STATED EXERCISE
Write the next part of the passage below on compliance in debt collection, picking up after its last sentence.

SUPPLIED PASSAGE
--------------------
Approaching the debtor’s children in an attempt to enforce payment of a debt may amount to harassment, particularly where the collector makes threats or misrepresentations to the child about the consequences of the parent’s non-payment. If an organisation’s employees engage in this type of conduct on a regular basis, the organisation is vulnerable to prosecution for breach of section 60. The organisation should take immediate measures to make it clear that such conduct breaches its compliance policy that there are sanctions for such conduct, and that repeat offenders will be dealt with expeditiously.

Operational procedures should have a mechanism for identifying and addressing systemic problems, as well as general compliance issues.


Those responsible for compliance can regularly review complaints data and other compliance information to ensure that appropriate rectification action is taken, and that trends or issues are recognised and dealt with as they arise.  


Legislation and its interpretation can change rapidly. Organisations therefore need to have systems, which enable them to receive timely and accurate advice of relevant changes to laws and codes.


Systems to provide advice on changes to the law can incorporate:

  • Making arrangements with legal advisers for regular updates
  • Being on relevant regulators’ mailing lists
  • Becoming a member of industry associations (such as the Institute of Mercantile Agents or the Australian Collectors’ Association)
  • Subscribing to relevant information services and
  • Attending industry forums and seminars


Internal reporting arrangements must be in place to ensure that:

  • The board and senior management are kept regularly informed of compliance activities
  • All actual or potential compliance failures are being reported and rectified in an appropriate way and
  • Systemic and recurring problems of non-compliance are reported to those within the organisation with sufficient authority to correct them.


A report on compliance issues and activities can become a regular item on board meeting agendas, or in an internal newsletter. In smaller businesses, the managing director could be provided with a regular briefing.
--------------------
SUPPLIED INFORMATION

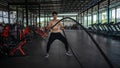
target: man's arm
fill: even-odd
[[[62,23],[60,22],[60,28],[63,30],[64,29],[64,26],[62,25]]]
[[[48,25],[46,26],[46,29],[49,30],[51,28],[51,22],[48,23]]]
--------------------
REPLY
The Australian Standard suggests that an organisation should set out a compliance policy that clearly states the organisation’s commitment. The policy should set out exactly how that commitment is to be carried out.

The operational procedures to ensure compliance (as developed in step 5) should be documented. This will form the compliance system (or compliance program) for the organisation.

The organisation should establish appropriate requirements and procedures to ensure that its agents understand the company’s commitment to compliance and the consequences of failing to meet relevant obligations.  


Once appropriate operational procedures have been developed and implemented, your compliance system needs regular maintenance to ensure that it does not become obsolete or ineffective. This section outlines the tasks that are needed to maintain an effective system.  


Compliance with ACCC guideline and with relevant laws should be regularly and randomly audited. Indicators of the level of compliance (and thus the effectiveness of the system) can be gauged through:

  • The quantity of complaints received by the organisation
  • The quantity of complaints received by ACCC or financial counsellors and
  • The number of breaches of the guideline or law detected.

Any reports from regulatory or industry bodies of wrongdoing by the organisation’s debt collectors should be investigated thoroughly immediately, and rectified.  


For a compliance system to remain effective, it should be reviewed on an ongoing basis. Both the objectives of the system and the criteria against which its effectiveness is assessed should be re-examined at regular intervals.


In order to maintain an effective compliance system the organisation should:

  • Keep abreast of compliance best practices (both locally and overseas)
  • Foster a compliance culture within the organisation
  • Employ people who have experience in and commitment to the continuous improvement of compliance
  • Undertake specific training and retraining of staff
  • Encourage innovation in compliance development, procedures and processes and
  • Recognise exemplary compliance behaviour by teams, work units, and individuals within the organisation


An independent review of the compliance system, particularly for a large company, by an appropriately qualified compliance expert every one or two years helps to ensure that the compliance system remains effective.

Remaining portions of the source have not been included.